The Senator briefly referred to children being left stateless and we are concerned by the risk that, though the UN Convention on the Rights of the Child provides that children should have a nationality and that this should not be affected by the method of the child's birth and where he or she is born, in the case of international surrogacy, there is a risk a child will be unable to receive the nationality of his or her intending parents and that he or she will remain stateless for some time. I want to reiterate that, in our observations, both the UN special rapporteur on the sale and sexual exploitation of children and the Verona principles which the Senator referred to are clear that the state of the intending parents is responsible for ensuring statelessness does not occur and for providing the necessary assistance to ensure the child obtains the nationality of the intending parents promptly and after the child's birth.

Ms Caoimhe Nic Dhomhnaill

I would like to make a point about how concerns about the legal status and parentage distract the new parent. At a point when people are supposed to be preoccupied with their babies or young children, there are lots of other preoccupations. We need to think from a psychological point of view about how it impacts on attachment if parents are preoccupied with something else. I agree with all of what has been said before and that the issues are for the state of the intending parents because intention is important. The surrogate leaving the legal rights with the surrogate mother does not consider that she never intended being a parent.

I want to follow up on one point. At this time intending parents do not have a right to the equivalent of maternity leave. While some employers are good on that point, there is no right for same in domestic legislation, so this is something we need to address. In an international context there is also a need to place that responsibility on the state of the intending parents, but from a surrogacy perspective, the recovery of the surrogate mother also needs to be enshrined in domestic law. We will have to have a recommendation on the equivalent of maternity leave and extend that to the domestic situation. Do the witnesses have any comments on that?

I ask the witnesses to be brief as we are out of time.

Dr. Niall Muldoon

I cannot disagree with that. The concept is well put forward. We need to protect everybody involved in this framework, including the surrogate mother, the intended parents and the child. The best way to do that is to look at what we are providing for all parents and examine if we can match that or even improve it. We should shoot for the stars and try to make it better. That is the way forward.

Does Ms Nic Dhomhnaill have anything to add?

Ms Caoimhe Nic Dhomhnaill

No. I concur will all of what has been said.

I call Senator Keogan.

We are where we are. People are facing us with a fait accompli. People are coming into this country with their babies and we have to accommodate our legislation accordingly to not allow this State to have children in statelessness or to become ghosts within our State. Ms Nic Dhomhnaill made a comment on surrogate mothers and she said they do not have the intention to rear a child. To me that is the commodification and sale of a child. What are the witnesses' views on this? Is commercial surrogacy right or wrong and is it in the best interests of the child?

Ms Caoimhe Nic Dhomhnaill

I will not be drawn into that moral debate on surrogacy. My role is the protection of the best interests of the children when they are here. When I see a child who has come into the country and is stateless, the best interests of this child are what is before me. I am hearing today that-----

So Ms Nic Dhomhnaill agrees with the commodification of children?

Ms Nic Dhomhnaill said she will not be drawn into that debate. She does not have to answer that direct question.

Why would she not have to answer that direct question?

She has said she will not get drawn into the debate on commodification.

This is also an ethical issue, so I am just asking Ms Nic Dhomhnaill that question.

**Given request 1**: According to the surrogacy hearing transcript, which state do the UN special rapporteur and the Verona principles hold responsible for ensuring a child does not become stateless?
**Given request 2**: Write the next part of the surrogacy hearing transcript, picking up right after its final line.

**Record set**:
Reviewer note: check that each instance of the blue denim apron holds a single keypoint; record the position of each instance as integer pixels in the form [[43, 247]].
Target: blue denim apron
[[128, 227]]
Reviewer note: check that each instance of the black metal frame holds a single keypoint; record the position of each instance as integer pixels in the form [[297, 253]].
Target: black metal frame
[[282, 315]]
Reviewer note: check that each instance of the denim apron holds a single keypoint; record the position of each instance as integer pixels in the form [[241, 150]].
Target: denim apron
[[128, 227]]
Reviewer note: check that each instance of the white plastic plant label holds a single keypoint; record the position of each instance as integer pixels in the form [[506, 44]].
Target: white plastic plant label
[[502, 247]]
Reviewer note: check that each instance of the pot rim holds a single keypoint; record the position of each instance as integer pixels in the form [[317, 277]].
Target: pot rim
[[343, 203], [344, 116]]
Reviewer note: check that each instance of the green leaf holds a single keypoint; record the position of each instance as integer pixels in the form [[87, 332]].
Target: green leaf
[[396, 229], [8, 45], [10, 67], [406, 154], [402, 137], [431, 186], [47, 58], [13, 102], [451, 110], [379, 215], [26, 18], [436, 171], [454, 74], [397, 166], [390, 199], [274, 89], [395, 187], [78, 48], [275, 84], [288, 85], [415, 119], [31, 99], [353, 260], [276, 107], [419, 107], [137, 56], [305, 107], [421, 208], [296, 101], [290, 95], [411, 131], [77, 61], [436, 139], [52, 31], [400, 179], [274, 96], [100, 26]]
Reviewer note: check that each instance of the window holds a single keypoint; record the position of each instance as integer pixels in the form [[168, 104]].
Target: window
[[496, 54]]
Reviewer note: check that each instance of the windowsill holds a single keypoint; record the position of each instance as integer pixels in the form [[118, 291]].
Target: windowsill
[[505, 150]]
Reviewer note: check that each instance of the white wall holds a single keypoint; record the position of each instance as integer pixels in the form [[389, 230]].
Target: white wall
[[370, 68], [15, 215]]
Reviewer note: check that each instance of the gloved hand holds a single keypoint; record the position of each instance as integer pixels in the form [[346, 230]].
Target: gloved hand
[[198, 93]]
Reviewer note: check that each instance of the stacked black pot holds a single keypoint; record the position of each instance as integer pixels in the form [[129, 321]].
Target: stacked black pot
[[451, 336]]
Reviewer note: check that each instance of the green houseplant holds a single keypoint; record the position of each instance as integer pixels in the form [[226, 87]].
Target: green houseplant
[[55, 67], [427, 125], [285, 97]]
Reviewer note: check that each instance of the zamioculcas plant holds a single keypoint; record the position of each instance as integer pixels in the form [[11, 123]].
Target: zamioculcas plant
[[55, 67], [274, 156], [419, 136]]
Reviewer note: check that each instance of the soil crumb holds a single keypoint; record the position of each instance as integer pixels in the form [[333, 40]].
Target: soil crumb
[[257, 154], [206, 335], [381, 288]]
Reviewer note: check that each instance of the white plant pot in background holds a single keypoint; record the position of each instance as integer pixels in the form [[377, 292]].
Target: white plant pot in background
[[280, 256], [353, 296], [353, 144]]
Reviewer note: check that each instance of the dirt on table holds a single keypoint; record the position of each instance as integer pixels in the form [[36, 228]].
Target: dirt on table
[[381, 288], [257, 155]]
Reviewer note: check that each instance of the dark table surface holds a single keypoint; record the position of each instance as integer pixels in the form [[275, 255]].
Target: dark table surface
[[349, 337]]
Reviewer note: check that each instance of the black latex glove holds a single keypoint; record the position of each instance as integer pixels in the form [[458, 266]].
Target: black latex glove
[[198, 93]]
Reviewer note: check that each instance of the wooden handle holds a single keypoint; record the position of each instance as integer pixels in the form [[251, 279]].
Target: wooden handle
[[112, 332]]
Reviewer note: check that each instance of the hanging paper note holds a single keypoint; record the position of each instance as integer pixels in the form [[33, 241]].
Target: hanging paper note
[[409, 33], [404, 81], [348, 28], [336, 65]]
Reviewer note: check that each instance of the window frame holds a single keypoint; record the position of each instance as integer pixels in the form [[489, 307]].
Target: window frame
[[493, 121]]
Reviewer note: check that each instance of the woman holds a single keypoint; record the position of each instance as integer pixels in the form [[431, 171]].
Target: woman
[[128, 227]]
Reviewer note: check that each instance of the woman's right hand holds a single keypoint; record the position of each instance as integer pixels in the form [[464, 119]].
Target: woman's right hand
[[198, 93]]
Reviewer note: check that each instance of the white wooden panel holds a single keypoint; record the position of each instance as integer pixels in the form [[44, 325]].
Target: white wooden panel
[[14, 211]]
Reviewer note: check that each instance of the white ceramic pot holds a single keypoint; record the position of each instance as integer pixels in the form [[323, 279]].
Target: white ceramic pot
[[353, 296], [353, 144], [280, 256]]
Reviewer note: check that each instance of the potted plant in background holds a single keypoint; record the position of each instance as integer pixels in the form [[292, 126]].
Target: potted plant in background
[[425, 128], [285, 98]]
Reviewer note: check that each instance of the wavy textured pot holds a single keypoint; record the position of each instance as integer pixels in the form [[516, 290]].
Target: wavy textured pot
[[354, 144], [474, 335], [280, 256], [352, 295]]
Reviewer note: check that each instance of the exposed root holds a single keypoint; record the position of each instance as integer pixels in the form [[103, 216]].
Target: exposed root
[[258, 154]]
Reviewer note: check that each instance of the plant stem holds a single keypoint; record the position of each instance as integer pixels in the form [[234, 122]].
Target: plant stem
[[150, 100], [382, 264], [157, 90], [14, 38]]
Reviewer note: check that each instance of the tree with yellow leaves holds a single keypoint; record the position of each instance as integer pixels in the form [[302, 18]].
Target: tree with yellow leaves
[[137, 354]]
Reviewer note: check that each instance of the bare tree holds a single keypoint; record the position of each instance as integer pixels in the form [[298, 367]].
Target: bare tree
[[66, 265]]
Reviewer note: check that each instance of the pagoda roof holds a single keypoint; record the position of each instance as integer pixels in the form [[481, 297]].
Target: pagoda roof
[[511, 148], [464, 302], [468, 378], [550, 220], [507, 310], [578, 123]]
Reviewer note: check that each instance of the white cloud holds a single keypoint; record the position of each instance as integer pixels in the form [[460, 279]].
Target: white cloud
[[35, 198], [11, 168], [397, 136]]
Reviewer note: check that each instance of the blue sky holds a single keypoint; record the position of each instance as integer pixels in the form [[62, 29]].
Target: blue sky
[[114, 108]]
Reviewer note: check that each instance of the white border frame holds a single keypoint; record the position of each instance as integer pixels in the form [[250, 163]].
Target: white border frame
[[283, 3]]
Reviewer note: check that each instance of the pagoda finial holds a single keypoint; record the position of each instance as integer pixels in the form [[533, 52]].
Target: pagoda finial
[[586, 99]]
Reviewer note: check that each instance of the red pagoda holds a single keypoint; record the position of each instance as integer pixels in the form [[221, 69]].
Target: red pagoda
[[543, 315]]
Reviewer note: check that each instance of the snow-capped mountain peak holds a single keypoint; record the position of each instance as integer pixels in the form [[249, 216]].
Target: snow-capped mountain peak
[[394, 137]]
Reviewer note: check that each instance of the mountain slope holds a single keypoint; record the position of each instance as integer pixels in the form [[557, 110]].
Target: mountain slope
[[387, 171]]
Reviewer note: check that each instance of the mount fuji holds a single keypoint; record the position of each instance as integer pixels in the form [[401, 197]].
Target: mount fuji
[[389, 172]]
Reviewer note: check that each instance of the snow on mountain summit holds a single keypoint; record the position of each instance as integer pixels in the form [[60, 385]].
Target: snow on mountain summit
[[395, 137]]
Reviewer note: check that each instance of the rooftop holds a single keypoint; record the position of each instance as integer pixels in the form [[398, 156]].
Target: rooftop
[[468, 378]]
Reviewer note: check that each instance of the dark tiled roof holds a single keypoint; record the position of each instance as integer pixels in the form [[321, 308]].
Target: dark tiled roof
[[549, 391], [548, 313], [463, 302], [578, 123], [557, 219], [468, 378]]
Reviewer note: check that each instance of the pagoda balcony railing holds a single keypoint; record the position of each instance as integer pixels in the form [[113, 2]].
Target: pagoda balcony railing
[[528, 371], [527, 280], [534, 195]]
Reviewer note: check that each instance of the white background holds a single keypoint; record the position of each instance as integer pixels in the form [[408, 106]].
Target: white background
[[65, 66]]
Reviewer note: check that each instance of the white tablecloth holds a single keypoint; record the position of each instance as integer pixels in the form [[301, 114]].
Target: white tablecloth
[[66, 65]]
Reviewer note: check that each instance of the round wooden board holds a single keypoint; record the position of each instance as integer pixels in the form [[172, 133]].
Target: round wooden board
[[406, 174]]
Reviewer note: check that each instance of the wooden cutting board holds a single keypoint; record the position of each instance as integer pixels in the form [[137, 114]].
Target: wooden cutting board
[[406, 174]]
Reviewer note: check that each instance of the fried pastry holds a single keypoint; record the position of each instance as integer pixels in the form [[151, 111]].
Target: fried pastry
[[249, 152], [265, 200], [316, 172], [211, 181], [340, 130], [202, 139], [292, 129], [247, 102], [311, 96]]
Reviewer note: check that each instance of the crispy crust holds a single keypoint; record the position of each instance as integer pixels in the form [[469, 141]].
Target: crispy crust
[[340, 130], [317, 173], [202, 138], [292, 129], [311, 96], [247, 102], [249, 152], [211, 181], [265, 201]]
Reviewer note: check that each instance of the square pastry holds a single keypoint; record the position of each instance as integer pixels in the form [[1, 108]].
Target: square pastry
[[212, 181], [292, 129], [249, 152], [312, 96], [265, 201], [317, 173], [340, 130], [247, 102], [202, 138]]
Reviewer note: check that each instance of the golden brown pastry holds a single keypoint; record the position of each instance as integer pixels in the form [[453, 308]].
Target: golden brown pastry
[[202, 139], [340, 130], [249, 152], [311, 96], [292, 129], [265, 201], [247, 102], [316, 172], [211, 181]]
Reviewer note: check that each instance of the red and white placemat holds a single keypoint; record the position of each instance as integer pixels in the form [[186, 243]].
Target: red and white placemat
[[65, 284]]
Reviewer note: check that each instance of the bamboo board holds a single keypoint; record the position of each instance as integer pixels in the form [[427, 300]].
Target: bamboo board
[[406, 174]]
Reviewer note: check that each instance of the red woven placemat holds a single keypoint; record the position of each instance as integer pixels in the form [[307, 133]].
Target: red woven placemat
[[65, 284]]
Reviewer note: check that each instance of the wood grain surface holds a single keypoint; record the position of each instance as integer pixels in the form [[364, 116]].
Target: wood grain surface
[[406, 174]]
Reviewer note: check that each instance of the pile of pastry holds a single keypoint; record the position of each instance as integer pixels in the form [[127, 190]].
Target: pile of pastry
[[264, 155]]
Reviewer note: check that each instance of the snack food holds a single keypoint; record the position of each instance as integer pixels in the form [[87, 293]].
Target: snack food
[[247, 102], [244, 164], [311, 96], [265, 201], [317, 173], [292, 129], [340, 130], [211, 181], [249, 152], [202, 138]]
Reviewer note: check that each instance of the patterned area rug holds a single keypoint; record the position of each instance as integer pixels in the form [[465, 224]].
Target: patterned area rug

**Exercise output 1**: The state of the intending parents.

**Exercise output 2**:
Yes, and she has explained that she is here to talk about the interests of the child who is born.

I am also here to talk about the interests of the child.

It is the child who is born. That was her remit today. Does anybody else have anything further to add on that?

Dr. Niall Muldoon

I have nothing to add on that.

Senator Keogan still has a couple of moments if she would like to go on.

No. That is fine.

This morning's session has been interesting. The following might be an unfair question to put to Dr. Muldoon. We have discussed regulation and that is best practice, which is what everyone wants to see and that regulation is starting from as early as possible. There is a pre-birth parentage model and there is something similar in Professor Conor O'Mahony's report from 2020, which is invaluable and holds a lot of the key things we need to be doing. Do the witnesses want to comment on that? If they do not want to answer, that is fine. The pre-birth parentage model is the way to go rather than post-parentage because it marks out that surrogacy is another way to parent and is very different from other forms of parentage like adoption. Sometimes people compare or link surrogacy and adoption but they are two very different processes and we need to make that very clear. We have time and I always ask a pre-birth versus post-birth question so why change the habit now a few weeks in?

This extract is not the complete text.